--- Task to complete ---
Pick out and copy every line of the listing below that contains the word "tower". Matches must be case-sensitive.

Image entries on named regions
+ + + +

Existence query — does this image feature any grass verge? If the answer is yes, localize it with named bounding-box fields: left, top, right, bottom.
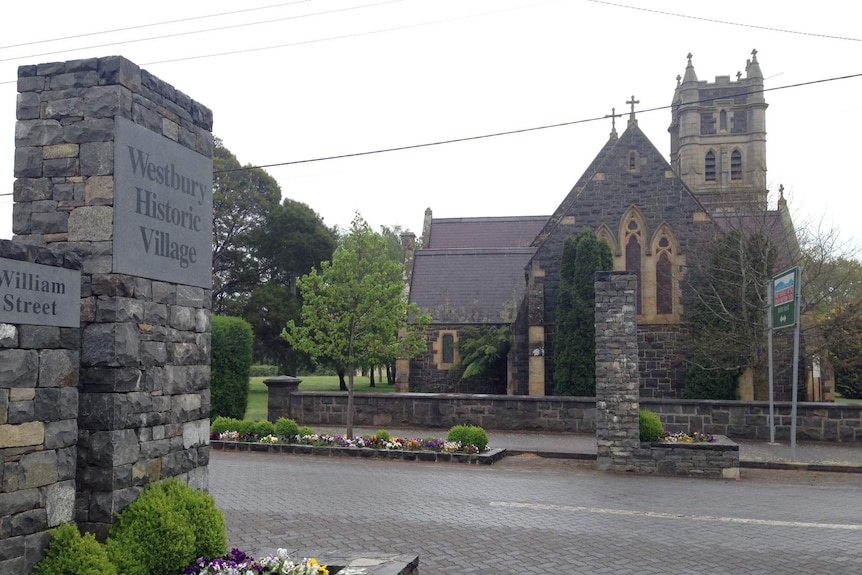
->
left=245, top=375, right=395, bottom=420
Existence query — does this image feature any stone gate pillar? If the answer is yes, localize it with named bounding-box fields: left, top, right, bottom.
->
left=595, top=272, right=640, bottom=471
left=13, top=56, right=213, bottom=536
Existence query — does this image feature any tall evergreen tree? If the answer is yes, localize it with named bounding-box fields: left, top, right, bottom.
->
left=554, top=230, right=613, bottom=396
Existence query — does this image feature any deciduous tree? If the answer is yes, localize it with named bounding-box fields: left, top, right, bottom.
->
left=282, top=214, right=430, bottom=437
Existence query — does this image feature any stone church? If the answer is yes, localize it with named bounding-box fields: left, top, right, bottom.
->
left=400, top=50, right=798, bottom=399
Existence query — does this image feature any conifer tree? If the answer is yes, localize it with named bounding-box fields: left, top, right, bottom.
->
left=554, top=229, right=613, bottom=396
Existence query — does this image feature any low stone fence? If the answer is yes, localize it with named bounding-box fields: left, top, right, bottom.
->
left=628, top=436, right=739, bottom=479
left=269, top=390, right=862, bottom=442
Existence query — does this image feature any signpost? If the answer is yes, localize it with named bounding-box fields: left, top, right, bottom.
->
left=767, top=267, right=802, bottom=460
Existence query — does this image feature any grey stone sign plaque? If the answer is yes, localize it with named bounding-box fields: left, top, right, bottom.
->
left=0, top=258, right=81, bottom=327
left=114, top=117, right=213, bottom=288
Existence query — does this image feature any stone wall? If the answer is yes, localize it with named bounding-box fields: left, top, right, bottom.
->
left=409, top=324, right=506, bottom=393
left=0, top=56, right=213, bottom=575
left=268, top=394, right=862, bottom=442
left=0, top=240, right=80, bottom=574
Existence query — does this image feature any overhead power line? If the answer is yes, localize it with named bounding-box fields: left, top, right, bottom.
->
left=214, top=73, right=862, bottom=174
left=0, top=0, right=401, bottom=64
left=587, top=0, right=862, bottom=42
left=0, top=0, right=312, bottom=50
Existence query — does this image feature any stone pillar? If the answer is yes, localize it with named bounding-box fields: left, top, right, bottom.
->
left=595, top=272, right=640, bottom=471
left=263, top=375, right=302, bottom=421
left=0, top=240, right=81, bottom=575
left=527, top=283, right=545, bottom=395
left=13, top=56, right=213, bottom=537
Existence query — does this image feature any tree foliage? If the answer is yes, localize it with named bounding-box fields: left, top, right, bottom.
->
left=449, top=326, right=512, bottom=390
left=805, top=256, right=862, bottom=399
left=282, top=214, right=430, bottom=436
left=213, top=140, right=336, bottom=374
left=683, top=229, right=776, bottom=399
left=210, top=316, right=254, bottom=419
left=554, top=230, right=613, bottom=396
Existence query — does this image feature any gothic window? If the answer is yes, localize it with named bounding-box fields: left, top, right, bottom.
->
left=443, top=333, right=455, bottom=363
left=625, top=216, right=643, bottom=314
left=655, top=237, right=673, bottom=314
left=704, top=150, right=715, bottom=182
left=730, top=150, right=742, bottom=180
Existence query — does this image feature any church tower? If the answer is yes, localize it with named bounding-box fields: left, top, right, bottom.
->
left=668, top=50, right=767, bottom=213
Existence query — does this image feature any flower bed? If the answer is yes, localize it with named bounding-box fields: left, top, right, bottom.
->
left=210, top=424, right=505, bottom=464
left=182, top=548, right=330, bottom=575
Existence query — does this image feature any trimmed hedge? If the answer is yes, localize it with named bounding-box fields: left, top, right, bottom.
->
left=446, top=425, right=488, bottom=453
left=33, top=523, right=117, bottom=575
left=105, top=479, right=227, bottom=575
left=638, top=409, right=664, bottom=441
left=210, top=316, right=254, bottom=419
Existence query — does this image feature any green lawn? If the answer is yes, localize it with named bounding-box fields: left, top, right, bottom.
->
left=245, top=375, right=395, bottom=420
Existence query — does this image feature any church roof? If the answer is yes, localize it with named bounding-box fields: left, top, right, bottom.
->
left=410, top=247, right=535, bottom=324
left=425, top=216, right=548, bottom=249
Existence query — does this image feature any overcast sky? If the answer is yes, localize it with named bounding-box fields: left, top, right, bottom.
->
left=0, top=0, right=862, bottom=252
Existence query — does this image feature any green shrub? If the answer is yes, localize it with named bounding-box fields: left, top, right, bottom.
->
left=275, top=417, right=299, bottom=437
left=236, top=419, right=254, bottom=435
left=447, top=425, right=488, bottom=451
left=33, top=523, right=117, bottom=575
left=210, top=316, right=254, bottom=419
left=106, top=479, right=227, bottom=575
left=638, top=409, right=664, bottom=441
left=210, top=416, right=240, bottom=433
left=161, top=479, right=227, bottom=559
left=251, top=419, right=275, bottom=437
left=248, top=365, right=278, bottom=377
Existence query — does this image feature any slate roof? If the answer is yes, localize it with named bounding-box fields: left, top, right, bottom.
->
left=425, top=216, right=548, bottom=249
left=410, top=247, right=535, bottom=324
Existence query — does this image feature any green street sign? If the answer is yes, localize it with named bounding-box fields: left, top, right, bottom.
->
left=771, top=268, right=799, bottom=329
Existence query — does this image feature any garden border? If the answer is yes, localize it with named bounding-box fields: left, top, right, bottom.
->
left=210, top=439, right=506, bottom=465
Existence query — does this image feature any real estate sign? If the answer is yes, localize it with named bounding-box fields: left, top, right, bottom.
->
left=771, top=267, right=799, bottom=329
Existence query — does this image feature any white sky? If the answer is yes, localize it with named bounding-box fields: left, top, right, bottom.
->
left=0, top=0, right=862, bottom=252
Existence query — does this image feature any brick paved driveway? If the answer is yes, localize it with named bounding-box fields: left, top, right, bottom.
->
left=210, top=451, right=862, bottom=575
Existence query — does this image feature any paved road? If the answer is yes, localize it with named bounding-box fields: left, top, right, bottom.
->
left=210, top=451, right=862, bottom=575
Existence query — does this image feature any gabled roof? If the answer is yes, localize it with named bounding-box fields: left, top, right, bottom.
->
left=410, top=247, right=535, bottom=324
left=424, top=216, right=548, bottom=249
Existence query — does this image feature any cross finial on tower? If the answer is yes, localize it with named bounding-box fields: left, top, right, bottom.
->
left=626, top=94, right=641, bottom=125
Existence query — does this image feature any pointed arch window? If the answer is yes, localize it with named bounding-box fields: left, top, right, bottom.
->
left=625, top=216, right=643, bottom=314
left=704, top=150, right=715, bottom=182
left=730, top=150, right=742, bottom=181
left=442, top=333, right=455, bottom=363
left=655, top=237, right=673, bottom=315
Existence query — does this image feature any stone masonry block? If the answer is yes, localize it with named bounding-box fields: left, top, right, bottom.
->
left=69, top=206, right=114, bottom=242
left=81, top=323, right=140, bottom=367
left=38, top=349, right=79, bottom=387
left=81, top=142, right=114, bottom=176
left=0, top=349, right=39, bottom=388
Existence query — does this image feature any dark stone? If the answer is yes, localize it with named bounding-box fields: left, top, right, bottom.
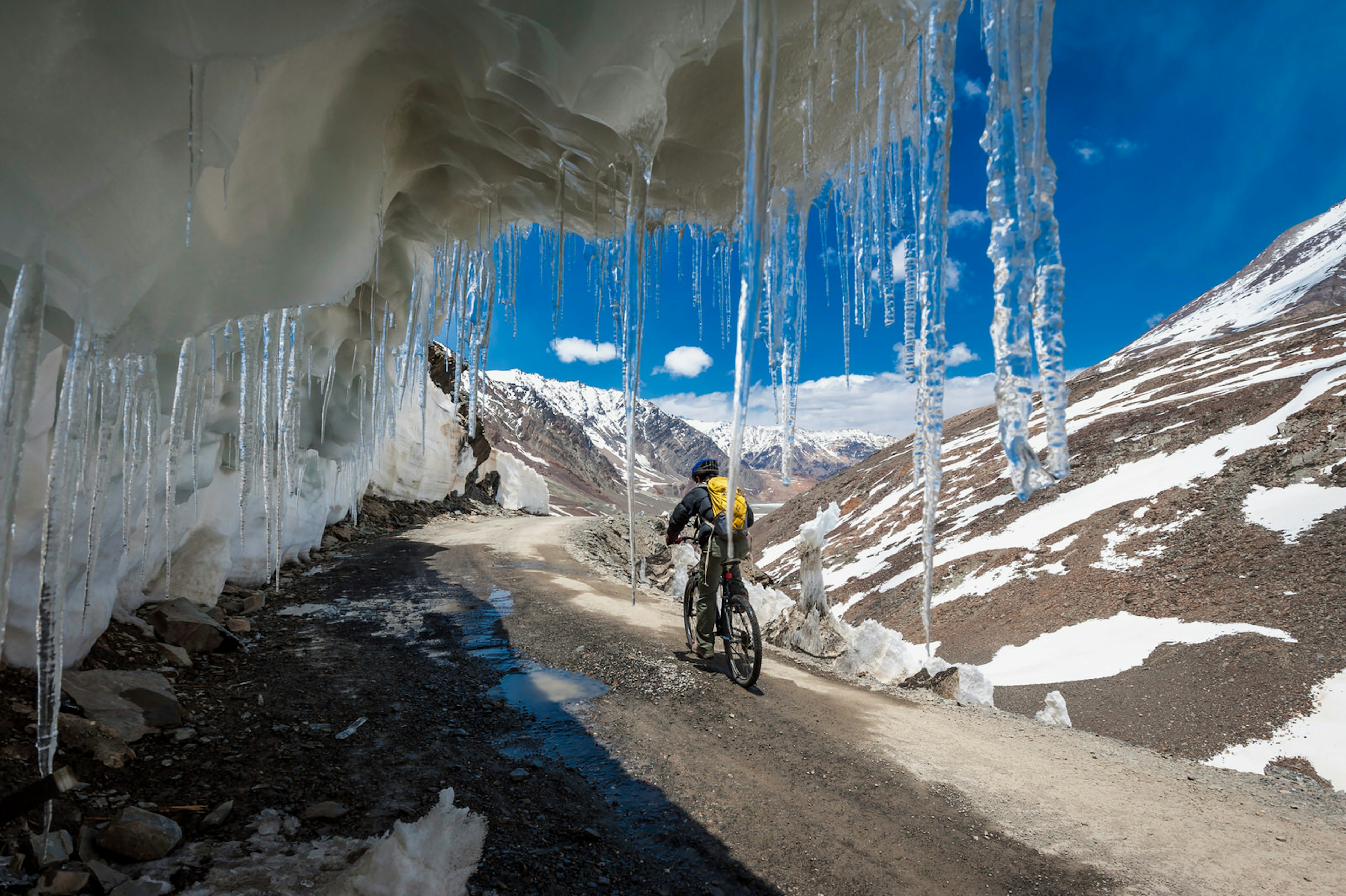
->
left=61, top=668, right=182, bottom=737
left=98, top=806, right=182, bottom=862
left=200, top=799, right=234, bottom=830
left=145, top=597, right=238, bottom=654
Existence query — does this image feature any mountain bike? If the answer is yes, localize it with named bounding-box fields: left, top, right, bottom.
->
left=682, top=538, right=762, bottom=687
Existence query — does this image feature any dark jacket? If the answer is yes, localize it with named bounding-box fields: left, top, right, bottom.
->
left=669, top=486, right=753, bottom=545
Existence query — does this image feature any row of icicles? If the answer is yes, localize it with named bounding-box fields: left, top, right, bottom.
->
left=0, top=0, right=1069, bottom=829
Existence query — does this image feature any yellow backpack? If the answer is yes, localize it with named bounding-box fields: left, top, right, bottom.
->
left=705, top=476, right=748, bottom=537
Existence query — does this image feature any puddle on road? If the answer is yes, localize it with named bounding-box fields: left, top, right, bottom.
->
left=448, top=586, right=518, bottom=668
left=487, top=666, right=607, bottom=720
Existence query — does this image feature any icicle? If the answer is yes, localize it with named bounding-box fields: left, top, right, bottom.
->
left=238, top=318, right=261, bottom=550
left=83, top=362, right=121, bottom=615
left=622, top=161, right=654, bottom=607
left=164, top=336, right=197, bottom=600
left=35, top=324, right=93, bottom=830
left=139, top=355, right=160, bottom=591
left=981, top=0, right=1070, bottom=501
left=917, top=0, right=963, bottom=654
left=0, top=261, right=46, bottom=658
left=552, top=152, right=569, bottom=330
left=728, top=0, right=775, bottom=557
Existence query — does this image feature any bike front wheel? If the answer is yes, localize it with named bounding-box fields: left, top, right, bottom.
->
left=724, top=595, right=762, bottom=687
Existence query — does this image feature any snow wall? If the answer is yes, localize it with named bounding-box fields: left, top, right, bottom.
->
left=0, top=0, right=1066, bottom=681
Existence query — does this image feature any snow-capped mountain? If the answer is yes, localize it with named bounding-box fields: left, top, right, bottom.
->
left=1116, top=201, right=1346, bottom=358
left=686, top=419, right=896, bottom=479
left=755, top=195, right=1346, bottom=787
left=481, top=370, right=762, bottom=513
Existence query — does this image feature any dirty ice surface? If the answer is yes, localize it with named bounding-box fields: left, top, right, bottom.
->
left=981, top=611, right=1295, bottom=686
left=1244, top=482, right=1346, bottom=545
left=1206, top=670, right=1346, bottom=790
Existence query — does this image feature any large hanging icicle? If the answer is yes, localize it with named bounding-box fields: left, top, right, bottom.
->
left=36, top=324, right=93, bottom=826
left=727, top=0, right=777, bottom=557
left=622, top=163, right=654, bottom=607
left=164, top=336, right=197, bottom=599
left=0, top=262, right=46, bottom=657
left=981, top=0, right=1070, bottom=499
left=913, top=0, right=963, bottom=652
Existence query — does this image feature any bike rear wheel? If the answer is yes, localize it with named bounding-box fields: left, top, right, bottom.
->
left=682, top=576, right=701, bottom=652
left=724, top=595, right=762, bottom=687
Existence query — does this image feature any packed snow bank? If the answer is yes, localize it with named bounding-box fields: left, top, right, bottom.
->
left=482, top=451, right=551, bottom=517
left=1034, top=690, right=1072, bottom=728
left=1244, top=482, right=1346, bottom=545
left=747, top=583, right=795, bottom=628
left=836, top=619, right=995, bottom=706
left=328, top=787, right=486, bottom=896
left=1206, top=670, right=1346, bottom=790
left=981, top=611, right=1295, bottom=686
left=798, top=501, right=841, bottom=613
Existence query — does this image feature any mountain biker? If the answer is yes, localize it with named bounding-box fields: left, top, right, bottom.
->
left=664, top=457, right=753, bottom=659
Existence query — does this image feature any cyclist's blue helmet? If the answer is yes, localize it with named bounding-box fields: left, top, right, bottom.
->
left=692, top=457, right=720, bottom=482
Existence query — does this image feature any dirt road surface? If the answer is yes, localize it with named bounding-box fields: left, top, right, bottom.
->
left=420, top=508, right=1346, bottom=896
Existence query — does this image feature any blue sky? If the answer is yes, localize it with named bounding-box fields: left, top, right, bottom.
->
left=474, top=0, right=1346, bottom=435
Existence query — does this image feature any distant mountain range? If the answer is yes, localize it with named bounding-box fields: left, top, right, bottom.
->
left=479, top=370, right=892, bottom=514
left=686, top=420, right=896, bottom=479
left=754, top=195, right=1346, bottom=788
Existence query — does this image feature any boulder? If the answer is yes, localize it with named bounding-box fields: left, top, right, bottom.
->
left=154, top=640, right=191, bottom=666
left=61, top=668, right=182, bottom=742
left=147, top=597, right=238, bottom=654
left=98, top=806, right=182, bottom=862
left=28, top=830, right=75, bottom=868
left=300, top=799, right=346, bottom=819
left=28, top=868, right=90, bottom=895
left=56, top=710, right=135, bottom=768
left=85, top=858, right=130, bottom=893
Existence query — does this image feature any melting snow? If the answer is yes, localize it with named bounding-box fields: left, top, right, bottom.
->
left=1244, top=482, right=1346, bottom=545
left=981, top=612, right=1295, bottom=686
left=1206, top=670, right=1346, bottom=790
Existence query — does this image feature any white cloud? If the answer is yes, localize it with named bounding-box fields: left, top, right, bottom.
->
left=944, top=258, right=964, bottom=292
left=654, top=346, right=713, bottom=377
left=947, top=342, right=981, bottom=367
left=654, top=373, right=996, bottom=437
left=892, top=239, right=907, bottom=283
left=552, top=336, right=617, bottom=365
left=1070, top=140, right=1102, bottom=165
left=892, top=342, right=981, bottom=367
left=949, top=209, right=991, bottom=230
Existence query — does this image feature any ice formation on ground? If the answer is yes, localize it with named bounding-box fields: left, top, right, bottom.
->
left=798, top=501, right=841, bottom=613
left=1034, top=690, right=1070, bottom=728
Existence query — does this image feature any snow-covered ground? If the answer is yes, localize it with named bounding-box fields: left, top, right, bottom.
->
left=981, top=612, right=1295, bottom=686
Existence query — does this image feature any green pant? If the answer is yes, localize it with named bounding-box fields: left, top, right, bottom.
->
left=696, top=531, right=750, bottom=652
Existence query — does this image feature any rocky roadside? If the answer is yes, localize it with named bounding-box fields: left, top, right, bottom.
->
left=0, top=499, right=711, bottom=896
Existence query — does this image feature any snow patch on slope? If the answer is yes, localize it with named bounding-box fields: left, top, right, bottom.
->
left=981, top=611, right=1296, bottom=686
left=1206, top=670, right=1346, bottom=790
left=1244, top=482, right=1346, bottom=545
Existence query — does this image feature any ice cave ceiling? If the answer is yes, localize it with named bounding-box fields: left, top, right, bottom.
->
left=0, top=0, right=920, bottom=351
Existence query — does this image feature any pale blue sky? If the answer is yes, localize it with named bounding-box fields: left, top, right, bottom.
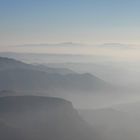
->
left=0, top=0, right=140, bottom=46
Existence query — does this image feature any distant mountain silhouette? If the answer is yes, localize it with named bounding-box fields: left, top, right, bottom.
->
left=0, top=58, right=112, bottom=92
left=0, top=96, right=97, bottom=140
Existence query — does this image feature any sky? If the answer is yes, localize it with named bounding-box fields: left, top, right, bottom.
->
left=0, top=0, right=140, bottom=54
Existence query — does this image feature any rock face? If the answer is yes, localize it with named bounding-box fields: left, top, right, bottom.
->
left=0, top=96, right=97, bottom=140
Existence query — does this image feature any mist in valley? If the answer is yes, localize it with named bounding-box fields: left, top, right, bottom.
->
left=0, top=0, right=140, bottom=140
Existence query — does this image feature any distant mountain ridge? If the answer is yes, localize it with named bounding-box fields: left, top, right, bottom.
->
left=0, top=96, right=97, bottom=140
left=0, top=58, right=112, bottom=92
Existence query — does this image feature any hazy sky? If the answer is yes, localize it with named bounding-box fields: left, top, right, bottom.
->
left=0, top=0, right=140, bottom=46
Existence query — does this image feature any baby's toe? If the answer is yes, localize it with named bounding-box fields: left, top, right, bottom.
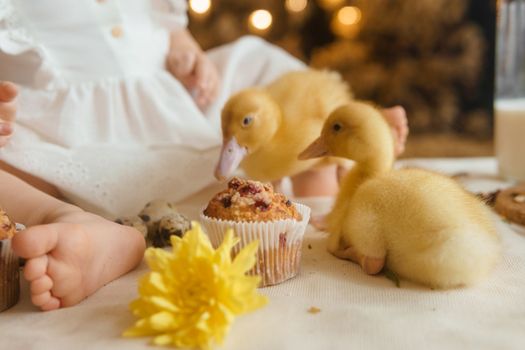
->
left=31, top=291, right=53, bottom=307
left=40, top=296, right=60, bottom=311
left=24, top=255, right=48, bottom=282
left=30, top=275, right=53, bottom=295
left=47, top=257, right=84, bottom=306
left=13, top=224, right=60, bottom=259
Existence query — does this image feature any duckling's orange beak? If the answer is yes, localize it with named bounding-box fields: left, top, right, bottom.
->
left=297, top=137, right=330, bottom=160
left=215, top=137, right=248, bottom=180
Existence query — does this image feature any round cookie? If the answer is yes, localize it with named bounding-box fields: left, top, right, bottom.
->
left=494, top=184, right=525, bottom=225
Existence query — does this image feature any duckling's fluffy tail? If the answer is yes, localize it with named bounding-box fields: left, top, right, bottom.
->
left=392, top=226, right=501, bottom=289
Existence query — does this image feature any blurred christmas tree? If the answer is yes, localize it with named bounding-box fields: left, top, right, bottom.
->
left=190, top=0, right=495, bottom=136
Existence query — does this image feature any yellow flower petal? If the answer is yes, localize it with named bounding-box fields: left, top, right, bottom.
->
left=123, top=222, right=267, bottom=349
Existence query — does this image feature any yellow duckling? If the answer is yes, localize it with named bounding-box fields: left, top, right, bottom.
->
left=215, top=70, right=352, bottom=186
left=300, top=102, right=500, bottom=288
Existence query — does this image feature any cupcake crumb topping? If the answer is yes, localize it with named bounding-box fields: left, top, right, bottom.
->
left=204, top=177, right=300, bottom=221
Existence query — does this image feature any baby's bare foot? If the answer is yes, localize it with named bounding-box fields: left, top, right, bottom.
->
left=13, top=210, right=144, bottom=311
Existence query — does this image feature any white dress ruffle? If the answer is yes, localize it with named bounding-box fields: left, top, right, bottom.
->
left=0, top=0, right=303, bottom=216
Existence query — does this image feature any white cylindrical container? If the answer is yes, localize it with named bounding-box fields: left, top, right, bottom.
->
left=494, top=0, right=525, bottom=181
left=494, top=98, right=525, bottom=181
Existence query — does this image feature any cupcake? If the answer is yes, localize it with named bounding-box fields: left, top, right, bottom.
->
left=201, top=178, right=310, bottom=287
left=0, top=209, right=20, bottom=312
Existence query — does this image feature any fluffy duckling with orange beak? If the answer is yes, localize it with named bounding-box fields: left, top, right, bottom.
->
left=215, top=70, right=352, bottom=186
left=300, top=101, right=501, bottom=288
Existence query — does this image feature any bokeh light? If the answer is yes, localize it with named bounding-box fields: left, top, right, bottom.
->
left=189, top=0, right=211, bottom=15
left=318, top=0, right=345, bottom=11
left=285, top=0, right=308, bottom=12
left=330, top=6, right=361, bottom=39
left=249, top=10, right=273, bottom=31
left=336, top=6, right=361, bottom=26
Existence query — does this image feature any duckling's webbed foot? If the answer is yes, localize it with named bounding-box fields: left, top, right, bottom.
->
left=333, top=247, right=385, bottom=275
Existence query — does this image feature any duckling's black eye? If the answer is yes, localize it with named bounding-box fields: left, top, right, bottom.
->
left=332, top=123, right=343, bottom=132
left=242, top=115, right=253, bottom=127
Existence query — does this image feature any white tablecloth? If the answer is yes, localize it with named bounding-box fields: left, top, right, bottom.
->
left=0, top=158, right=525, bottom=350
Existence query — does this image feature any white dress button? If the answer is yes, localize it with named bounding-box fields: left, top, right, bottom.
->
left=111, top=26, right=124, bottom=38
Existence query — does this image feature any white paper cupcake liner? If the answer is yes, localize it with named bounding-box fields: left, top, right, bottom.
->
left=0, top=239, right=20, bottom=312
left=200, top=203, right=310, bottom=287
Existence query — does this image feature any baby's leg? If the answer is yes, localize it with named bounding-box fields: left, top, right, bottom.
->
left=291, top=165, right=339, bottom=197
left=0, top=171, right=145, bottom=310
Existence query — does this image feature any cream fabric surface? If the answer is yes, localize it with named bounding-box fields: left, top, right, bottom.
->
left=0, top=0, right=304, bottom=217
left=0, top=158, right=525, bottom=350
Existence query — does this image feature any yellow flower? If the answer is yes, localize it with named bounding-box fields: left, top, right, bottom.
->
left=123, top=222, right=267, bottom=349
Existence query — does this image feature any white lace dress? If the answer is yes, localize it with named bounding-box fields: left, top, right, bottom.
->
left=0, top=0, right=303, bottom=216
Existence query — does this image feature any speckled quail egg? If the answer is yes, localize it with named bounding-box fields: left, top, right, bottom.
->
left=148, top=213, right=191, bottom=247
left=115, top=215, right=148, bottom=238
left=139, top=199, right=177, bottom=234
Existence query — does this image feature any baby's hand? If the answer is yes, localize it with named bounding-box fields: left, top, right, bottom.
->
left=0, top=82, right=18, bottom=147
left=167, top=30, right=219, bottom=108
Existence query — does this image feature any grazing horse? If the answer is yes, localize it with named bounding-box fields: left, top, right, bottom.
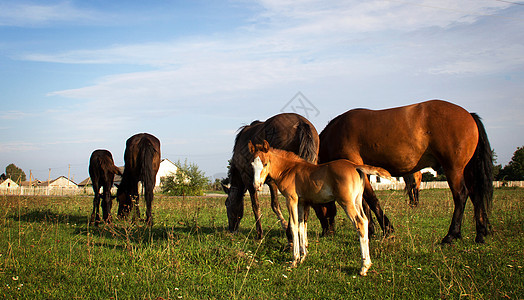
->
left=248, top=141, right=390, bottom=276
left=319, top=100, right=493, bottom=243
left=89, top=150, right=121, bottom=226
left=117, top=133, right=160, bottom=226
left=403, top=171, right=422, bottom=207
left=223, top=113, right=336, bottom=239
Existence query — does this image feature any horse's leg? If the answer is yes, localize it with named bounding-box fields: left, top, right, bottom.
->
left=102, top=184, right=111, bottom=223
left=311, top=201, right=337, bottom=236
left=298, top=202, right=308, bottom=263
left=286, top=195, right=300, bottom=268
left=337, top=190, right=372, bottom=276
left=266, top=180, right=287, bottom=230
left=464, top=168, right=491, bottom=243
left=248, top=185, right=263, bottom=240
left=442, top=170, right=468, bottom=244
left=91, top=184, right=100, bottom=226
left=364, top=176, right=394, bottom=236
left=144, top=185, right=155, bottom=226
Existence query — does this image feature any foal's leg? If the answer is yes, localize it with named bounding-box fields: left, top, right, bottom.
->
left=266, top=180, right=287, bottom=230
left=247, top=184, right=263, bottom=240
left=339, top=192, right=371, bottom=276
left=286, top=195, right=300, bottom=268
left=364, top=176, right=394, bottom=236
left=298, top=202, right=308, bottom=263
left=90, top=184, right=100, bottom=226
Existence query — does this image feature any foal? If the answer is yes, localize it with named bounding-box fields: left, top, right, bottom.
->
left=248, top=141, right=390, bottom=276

+ + + +

--- Answer in full ---
Existence query — does this image feature any church tower? If the answer is yes, localize it with named bounding-box fields: left, top, right, bottom.
Existence query — does this image feature any cross finial on tower? If the answer is yes, localize it with named bounding-box fields: left, top, right, bottom.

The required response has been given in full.